• What is being asked:
Could you reproduce the records below word for word, starting with the line that contains "Where can you see the zebra mane" and going on through the end of the records? Leave the pictures out of your answer.

================================

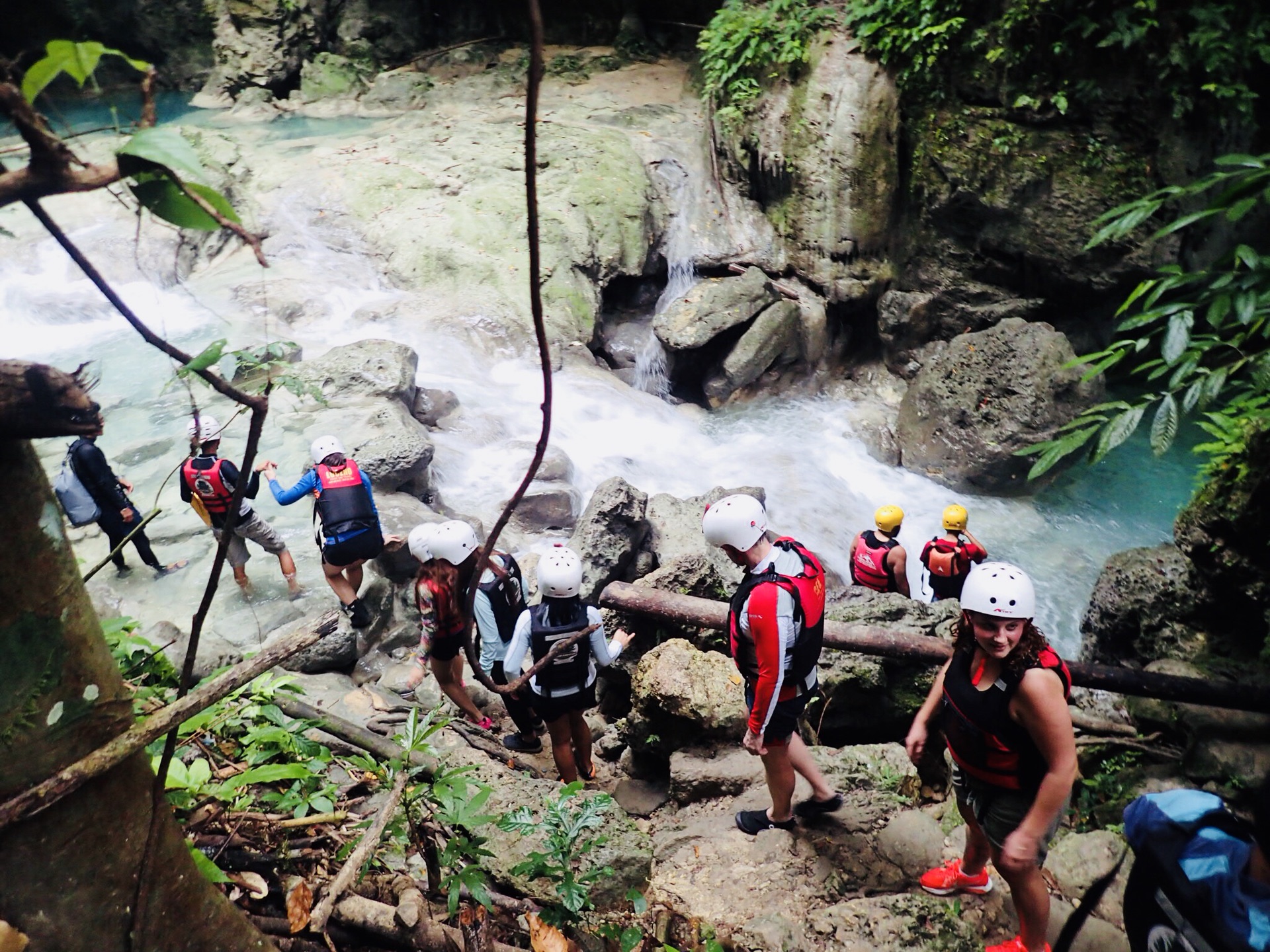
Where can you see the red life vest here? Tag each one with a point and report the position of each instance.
(208, 487)
(808, 592)
(343, 503)
(984, 740)
(869, 563)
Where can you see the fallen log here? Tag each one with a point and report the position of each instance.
(44, 795)
(876, 640)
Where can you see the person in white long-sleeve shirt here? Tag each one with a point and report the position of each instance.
(566, 688)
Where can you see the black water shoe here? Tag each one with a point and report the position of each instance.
(516, 742)
(755, 822)
(816, 808)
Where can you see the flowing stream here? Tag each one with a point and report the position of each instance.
(821, 483)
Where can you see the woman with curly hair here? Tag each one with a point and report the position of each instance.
(1002, 705)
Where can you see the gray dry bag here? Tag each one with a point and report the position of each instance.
(77, 502)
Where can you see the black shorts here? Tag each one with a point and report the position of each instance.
(364, 545)
(553, 709)
(785, 717)
(446, 649)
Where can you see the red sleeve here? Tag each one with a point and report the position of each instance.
(766, 635)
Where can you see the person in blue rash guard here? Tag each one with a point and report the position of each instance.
(349, 522)
(1201, 880)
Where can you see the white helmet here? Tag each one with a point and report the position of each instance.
(324, 447)
(208, 429)
(1000, 589)
(737, 521)
(419, 541)
(560, 573)
(452, 541)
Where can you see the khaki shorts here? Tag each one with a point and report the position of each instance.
(1000, 811)
(252, 527)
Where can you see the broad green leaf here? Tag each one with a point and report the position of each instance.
(206, 866)
(1177, 337)
(161, 146)
(1118, 432)
(1164, 427)
(165, 200)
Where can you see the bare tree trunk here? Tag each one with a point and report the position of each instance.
(69, 876)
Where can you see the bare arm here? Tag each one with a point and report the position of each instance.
(1042, 710)
(917, 735)
(898, 561)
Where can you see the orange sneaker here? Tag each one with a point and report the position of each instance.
(948, 879)
(1015, 945)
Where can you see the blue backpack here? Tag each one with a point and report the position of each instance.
(73, 495)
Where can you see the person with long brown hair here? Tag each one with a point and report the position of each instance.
(447, 556)
(1002, 705)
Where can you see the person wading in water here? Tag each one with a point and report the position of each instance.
(1002, 703)
(878, 561)
(777, 625)
(566, 690)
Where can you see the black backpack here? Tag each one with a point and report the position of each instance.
(506, 596)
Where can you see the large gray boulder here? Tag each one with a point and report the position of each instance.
(609, 535)
(364, 371)
(774, 333)
(1146, 604)
(713, 306)
(986, 395)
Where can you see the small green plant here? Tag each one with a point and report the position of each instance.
(567, 826)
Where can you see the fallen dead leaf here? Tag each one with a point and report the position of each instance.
(300, 900)
(253, 883)
(545, 938)
(12, 939)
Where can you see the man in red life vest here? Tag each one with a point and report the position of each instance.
(211, 481)
(949, 557)
(777, 623)
(878, 561)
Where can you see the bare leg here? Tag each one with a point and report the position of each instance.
(339, 584)
(581, 731)
(447, 680)
(780, 782)
(977, 851)
(802, 762)
(562, 748)
(288, 571)
(1032, 902)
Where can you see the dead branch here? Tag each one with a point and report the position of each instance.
(878, 640)
(105, 758)
(37, 400)
(540, 333)
(357, 859)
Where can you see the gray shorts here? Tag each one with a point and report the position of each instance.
(1000, 811)
(252, 527)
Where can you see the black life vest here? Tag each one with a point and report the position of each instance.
(343, 503)
(869, 563)
(572, 666)
(506, 596)
(208, 485)
(1160, 900)
(984, 740)
(808, 592)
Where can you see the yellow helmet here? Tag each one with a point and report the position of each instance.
(955, 518)
(889, 518)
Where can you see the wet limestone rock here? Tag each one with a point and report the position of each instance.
(986, 395)
(364, 371)
(713, 306)
(1147, 604)
(680, 694)
(626, 848)
(775, 332)
(609, 535)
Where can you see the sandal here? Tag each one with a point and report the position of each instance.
(755, 822)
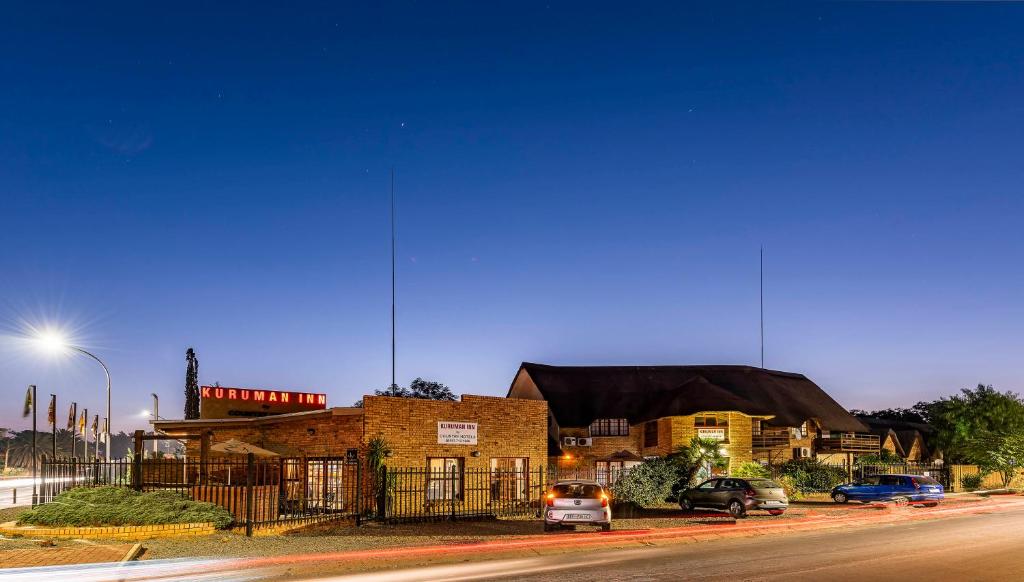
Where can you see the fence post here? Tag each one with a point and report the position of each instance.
(41, 498)
(250, 473)
(358, 493)
(454, 469)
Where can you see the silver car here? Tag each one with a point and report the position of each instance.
(577, 502)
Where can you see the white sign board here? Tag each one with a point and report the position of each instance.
(713, 433)
(456, 432)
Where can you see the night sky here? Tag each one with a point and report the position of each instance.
(577, 184)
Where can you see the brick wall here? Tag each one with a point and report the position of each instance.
(507, 427)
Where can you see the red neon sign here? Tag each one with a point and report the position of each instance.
(264, 397)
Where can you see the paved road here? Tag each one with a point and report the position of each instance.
(987, 547)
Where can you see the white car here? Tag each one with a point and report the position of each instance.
(577, 502)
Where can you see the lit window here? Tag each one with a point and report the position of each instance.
(609, 427)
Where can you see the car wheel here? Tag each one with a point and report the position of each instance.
(736, 509)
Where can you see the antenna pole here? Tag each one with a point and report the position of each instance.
(762, 306)
(391, 387)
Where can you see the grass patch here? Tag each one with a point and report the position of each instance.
(122, 506)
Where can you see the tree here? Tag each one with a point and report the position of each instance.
(418, 388)
(1001, 453)
(192, 385)
(700, 454)
(967, 423)
(913, 414)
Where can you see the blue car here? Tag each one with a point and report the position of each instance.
(898, 488)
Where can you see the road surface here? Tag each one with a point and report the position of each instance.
(986, 547)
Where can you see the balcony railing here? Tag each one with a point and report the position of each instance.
(848, 443)
(771, 439)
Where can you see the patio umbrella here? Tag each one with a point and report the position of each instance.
(235, 447)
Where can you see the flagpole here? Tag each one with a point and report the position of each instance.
(74, 421)
(35, 473)
(53, 422)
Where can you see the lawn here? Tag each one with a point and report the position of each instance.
(121, 506)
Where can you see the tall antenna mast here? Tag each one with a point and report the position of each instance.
(762, 306)
(392, 281)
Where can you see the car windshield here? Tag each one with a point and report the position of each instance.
(577, 491)
(763, 484)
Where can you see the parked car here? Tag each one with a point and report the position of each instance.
(577, 502)
(898, 488)
(737, 496)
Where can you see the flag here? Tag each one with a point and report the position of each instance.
(28, 403)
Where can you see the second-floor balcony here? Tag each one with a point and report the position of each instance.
(848, 443)
(771, 439)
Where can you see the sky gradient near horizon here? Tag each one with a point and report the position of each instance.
(577, 183)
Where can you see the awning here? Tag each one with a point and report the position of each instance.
(233, 447)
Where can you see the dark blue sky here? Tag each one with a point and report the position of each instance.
(577, 184)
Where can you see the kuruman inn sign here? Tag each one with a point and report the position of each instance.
(456, 432)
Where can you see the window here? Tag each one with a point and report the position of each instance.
(710, 420)
(650, 433)
(708, 485)
(609, 427)
(509, 479)
(444, 479)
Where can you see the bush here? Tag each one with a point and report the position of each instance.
(752, 469)
(973, 482)
(122, 506)
(809, 475)
(646, 485)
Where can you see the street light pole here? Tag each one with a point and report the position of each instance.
(107, 431)
(156, 417)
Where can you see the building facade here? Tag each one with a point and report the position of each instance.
(609, 418)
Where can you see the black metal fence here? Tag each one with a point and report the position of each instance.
(412, 494)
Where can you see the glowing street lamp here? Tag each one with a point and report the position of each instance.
(56, 343)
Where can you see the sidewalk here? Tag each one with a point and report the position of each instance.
(79, 553)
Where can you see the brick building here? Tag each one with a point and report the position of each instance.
(610, 417)
(475, 432)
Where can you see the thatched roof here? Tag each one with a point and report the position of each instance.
(579, 395)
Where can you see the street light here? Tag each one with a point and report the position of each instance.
(55, 342)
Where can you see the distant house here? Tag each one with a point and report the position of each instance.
(908, 440)
(610, 417)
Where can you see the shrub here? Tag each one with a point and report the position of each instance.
(752, 469)
(809, 475)
(122, 506)
(646, 485)
(973, 482)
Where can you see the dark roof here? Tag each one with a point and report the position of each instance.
(578, 395)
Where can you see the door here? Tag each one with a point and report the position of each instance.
(727, 489)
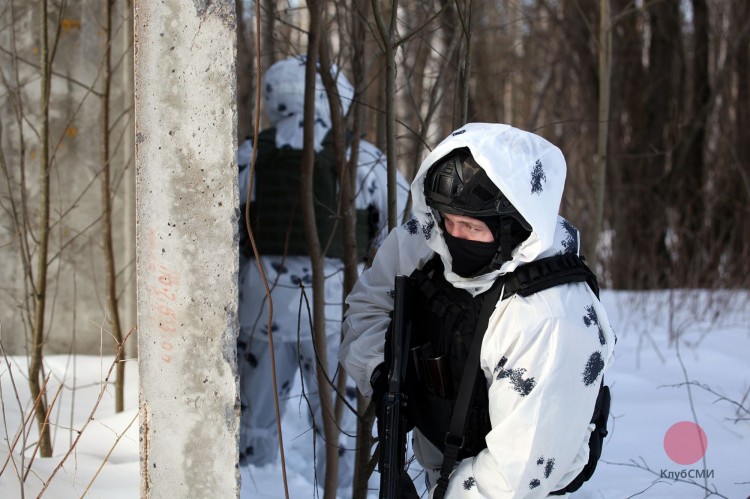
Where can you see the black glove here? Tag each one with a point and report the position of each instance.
(379, 384)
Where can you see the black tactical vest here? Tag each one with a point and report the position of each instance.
(276, 214)
(445, 319)
(444, 324)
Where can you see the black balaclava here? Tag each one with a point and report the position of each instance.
(474, 258)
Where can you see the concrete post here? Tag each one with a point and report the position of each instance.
(186, 251)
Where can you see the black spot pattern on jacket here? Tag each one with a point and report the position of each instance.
(537, 175)
(469, 483)
(412, 226)
(285, 388)
(593, 367)
(591, 319)
(427, 228)
(304, 279)
(515, 376)
(549, 467)
(570, 239)
(252, 360)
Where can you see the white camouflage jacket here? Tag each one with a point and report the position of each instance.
(284, 96)
(558, 341)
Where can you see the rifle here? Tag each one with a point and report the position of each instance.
(393, 424)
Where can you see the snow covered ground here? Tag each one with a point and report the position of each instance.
(680, 357)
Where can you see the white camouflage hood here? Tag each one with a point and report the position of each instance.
(528, 170)
(284, 94)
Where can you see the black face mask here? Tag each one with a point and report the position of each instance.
(469, 257)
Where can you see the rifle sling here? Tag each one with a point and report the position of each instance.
(455, 436)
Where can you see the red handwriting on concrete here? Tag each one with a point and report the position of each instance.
(163, 290)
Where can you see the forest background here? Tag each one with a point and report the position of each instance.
(648, 99)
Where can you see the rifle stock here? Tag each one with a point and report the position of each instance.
(393, 425)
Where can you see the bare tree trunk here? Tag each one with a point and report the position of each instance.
(330, 431)
(347, 213)
(365, 419)
(605, 73)
(267, 42)
(465, 82)
(388, 39)
(110, 279)
(40, 287)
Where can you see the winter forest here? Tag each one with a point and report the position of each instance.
(649, 100)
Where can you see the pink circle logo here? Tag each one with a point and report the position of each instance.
(685, 442)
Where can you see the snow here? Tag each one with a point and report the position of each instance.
(681, 356)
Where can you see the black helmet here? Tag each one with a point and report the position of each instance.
(457, 184)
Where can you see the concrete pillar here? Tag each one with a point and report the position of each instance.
(186, 251)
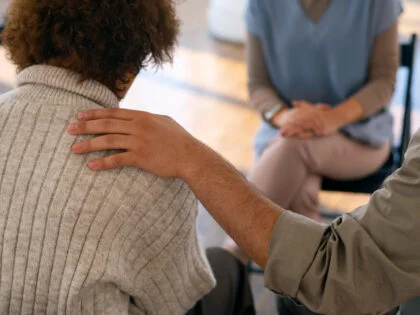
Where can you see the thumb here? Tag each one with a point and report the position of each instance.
(323, 106)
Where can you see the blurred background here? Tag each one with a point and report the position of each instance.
(205, 90)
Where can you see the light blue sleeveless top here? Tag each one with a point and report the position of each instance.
(327, 61)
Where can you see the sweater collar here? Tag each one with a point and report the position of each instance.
(60, 79)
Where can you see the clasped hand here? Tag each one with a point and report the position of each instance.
(305, 120)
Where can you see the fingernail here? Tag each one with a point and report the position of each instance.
(77, 146)
(72, 127)
(82, 115)
(93, 165)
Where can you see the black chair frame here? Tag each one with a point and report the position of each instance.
(373, 182)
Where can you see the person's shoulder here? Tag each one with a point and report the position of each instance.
(153, 190)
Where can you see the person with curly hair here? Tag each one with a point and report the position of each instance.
(73, 241)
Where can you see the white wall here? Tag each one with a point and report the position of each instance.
(226, 19)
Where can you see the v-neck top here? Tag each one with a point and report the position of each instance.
(325, 61)
(315, 9)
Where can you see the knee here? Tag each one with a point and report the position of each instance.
(226, 267)
(290, 146)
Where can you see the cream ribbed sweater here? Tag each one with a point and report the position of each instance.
(74, 241)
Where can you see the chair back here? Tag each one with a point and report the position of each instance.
(407, 57)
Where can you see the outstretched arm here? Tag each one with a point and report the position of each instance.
(364, 262)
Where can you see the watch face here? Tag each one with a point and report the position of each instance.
(269, 115)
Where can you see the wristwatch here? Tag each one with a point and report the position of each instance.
(269, 115)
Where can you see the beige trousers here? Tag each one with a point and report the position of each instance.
(290, 170)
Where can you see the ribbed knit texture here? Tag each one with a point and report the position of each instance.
(75, 241)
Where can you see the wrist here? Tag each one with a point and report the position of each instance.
(272, 114)
(194, 161)
(334, 119)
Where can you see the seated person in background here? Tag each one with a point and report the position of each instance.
(322, 72)
(74, 241)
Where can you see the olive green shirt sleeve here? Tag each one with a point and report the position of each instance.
(365, 262)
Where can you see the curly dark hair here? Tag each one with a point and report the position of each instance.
(102, 40)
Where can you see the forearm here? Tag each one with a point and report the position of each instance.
(243, 213)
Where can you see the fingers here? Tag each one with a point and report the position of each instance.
(323, 106)
(102, 126)
(113, 161)
(115, 113)
(103, 143)
(301, 104)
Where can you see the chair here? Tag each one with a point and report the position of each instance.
(373, 182)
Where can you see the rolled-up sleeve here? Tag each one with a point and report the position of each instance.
(365, 262)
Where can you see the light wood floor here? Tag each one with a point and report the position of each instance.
(205, 90)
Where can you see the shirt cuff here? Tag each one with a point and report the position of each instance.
(294, 242)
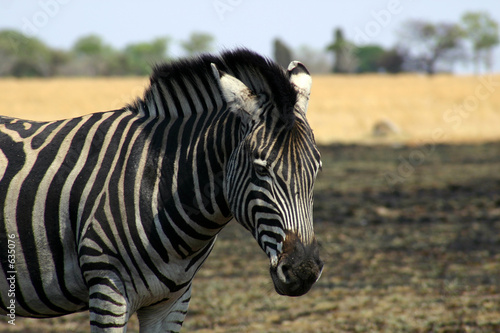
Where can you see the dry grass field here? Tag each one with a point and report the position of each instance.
(409, 232)
(442, 108)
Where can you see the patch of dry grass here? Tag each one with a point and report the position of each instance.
(341, 108)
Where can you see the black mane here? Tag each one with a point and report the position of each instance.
(261, 75)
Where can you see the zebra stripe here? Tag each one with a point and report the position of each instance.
(115, 212)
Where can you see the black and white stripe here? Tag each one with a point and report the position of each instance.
(116, 211)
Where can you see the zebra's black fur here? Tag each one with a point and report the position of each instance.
(116, 211)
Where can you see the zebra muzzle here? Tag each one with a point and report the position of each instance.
(297, 270)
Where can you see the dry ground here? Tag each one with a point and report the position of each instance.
(410, 234)
(341, 109)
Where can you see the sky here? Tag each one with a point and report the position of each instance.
(234, 23)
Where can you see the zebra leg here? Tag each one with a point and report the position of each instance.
(109, 311)
(163, 318)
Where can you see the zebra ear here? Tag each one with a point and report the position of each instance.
(299, 76)
(239, 97)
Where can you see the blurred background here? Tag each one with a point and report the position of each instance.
(64, 37)
(405, 107)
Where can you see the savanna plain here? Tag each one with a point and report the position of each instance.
(407, 209)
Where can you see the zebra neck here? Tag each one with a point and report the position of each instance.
(193, 139)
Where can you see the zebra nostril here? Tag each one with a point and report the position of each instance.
(283, 272)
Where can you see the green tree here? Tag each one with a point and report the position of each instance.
(392, 61)
(198, 42)
(482, 31)
(92, 56)
(23, 56)
(344, 53)
(433, 43)
(369, 57)
(141, 57)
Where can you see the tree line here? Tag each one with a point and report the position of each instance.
(422, 46)
(24, 56)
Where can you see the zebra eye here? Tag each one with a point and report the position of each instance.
(261, 170)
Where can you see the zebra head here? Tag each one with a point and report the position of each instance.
(271, 173)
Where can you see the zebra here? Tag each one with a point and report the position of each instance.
(114, 212)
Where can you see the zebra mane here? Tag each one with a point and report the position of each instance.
(260, 74)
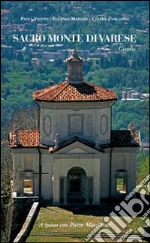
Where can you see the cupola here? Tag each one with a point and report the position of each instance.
(74, 70)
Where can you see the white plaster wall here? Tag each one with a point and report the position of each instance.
(62, 166)
(93, 124)
(19, 156)
(104, 174)
(128, 163)
(46, 179)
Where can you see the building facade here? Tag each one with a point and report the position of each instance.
(74, 155)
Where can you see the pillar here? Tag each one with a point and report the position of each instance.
(87, 191)
(65, 191)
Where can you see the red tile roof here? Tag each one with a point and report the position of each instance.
(66, 91)
(25, 138)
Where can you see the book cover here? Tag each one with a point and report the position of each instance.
(75, 119)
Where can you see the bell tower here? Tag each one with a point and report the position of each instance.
(74, 70)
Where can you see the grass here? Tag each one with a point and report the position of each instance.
(56, 224)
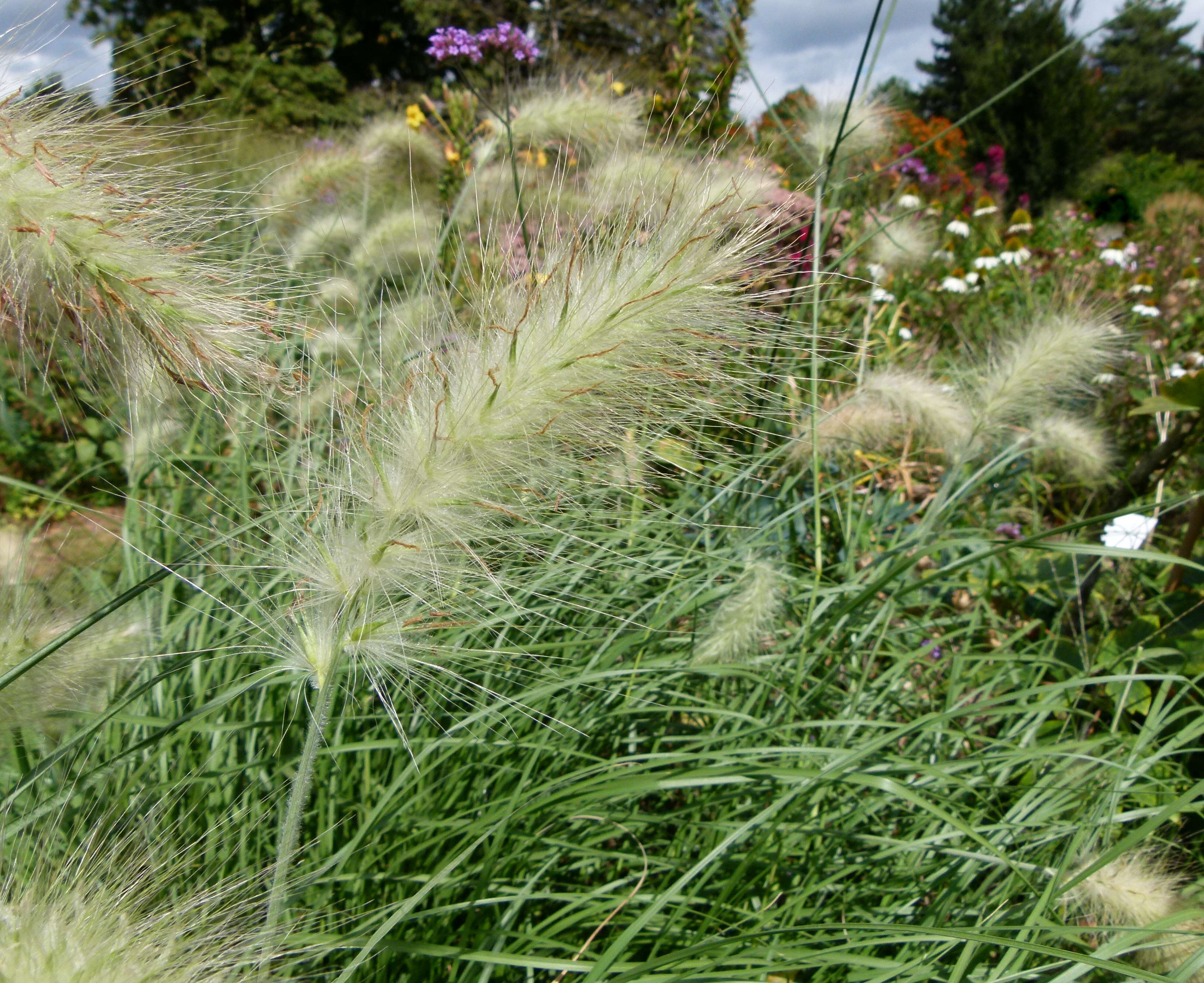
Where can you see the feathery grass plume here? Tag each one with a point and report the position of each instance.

================================

• Task output:
Where can you see the zebra mane here? Tag each one with a point and report the position of each instance.
(260, 74)
Where can you see the cupola here? Tag each one with a point and report the position of each instance.
(74, 70)
Where can you see the white plaster wall here? Tag each one with a point and report the position of each instance.
(62, 166)
(93, 124)
(19, 156)
(104, 174)
(128, 163)
(46, 179)
Where can you see the building facade here? Tag each one with a point and report the position of each instance.
(74, 155)
Where can you see the pillar here? Tag each one with a point and report the position of each instance.
(87, 191)
(65, 191)
Where can you see the red tile roof here? Tag each one with a point and report the position of each instance.
(66, 91)
(25, 138)
Where can you see the book cover here? Tag each one with a point and report the position of each instance.
(75, 119)
Where can you see the bell tower here? Tag each one with a point and report the position of each instance.
(74, 70)
Where can you see the grass here? Tag each one with a point and report the position of each instance.
(56, 224)
Where can you see the feathery grass plume here? Tag each one with a point and report the position of each instance.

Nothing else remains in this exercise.